> [WHAT THE TASK REQUIRES]: Print the listing that follows, character for character.

> [GIVEN RECORDS]:
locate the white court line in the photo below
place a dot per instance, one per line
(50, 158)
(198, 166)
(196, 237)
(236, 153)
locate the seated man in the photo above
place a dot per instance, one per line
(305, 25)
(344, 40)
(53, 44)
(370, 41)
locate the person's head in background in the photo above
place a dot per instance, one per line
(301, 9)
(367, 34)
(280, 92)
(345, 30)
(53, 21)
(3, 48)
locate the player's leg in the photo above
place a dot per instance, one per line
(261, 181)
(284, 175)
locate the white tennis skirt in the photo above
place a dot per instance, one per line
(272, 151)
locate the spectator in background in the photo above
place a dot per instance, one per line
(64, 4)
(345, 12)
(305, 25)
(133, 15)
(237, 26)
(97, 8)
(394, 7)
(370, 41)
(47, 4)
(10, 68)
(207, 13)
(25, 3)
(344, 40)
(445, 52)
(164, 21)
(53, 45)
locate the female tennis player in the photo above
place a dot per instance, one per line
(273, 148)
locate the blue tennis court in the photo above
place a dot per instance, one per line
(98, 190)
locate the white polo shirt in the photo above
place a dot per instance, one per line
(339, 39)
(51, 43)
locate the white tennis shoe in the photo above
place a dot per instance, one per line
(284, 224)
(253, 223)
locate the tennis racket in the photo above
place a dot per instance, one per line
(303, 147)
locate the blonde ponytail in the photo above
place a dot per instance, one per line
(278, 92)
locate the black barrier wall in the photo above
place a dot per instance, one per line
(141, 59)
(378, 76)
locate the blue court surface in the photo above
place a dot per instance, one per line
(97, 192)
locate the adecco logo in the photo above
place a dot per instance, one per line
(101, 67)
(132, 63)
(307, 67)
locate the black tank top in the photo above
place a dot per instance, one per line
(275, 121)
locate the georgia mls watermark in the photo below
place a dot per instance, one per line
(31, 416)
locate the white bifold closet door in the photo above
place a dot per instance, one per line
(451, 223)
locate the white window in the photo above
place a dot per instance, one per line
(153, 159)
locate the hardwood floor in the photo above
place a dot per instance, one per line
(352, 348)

> [SOLUTION]:
locate the white court line in the photo below
place a dot per instance, one per line
(50, 158)
(198, 166)
(196, 237)
(236, 153)
locate the seated man in the photo above
place a dot per instance, one per line
(305, 25)
(344, 40)
(53, 44)
(370, 41)
locate the person's head in background in the photo above
place a dot per instance, one per line
(301, 9)
(367, 34)
(280, 92)
(345, 30)
(53, 21)
(3, 48)
locate the player's leg in the photo above
place a dot per instance, one per line
(261, 181)
(284, 175)
locate the white tennis skirt in the photo above
place a dot per instance, one per line
(272, 151)
locate the spectator in background in the photo above
place a dot per instance, one per line
(64, 4)
(345, 12)
(305, 25)
(133, 15)
(237, 26)
(97, 8)
(394, 7)
(370, 41)
(47, 4)
(10, 68)
(207, 13)
(25, 3)
(344, 40)
(445, 52)
(164, 21)
(53, 45)
locate the female tennis player in the photo above
place a dot per instance, one per line
(273, 148)
locate the blue tennis court in the photo above
place a dot per instance, one per line
(98, 190)
locate the white polo shirt in the photo above
place a dot per instance, one per line
(339, 39)
(51, 43)
locate the white tennis shoe in the photo above
place a dot per instance, one per line
(284, 224)
(253, 223)
locate the tennis racket in the photo above
place a dot per instance, one per line
(303, 147)
locate the blonde ponytail in the photo above
place a dot per instance, one per line
(278, 92)
locate the black barrier wall in the photo above
place a dot per instance, one per line
(141, 59)
(378, 76)
locate the blue court surface in the photo above
place a dot per instance, one per line
(97, 192)
locate the adecco logo in the photo above
place a dot per instance, one per line
(101, 67)
(132, 63)
(307, 67)
locate the black tank top in the photo above
place a dot per instance, one per line
(275, 121)
locate the georgia mls watermark in the photo below
place a dot per instance, one per line
(31, 416)
locate the white bifold closet door in the photo above
place a dot per instance, one per line
(451, 223)
locate the white window in the photo above
place a dot per instance, one per line
(153, 159)
locate the hardwood floor in the photo above
place a dot per instance, one per line
(352, 348)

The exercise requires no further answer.